# PROBLEM DESCRIPTION
Your task is to return the span of lines beginning at the one with "of the white" and ending at the last line of the data, exactly as it stands.
*** GIVEN DATA
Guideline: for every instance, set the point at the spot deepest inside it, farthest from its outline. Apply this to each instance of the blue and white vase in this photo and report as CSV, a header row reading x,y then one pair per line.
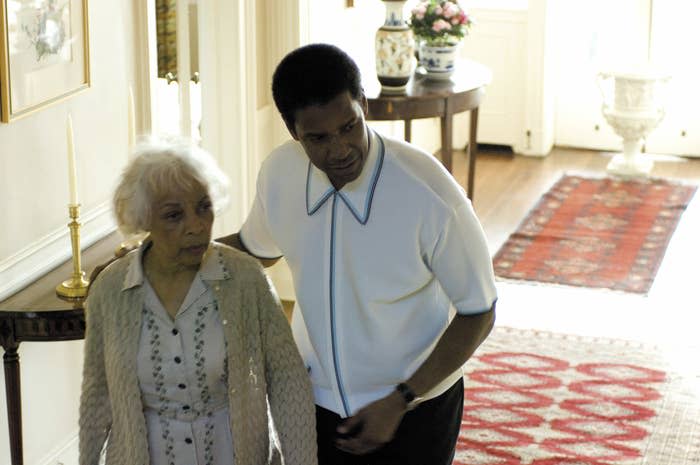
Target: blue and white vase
x,y
438,60
394,47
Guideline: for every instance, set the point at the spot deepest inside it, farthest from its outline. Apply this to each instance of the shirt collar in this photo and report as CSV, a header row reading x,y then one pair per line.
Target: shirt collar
x,y
211,269
357,194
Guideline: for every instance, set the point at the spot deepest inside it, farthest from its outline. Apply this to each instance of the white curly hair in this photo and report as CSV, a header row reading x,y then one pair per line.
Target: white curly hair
******
# THE ANSWER
Guideline: for every instance, set the point at the spot deepest inside it, farthest from its outline. Apply this to each instance of the white curly hair in this photo and report as CSV, a header row reading x,y then one pair per line.
Target: white curly hair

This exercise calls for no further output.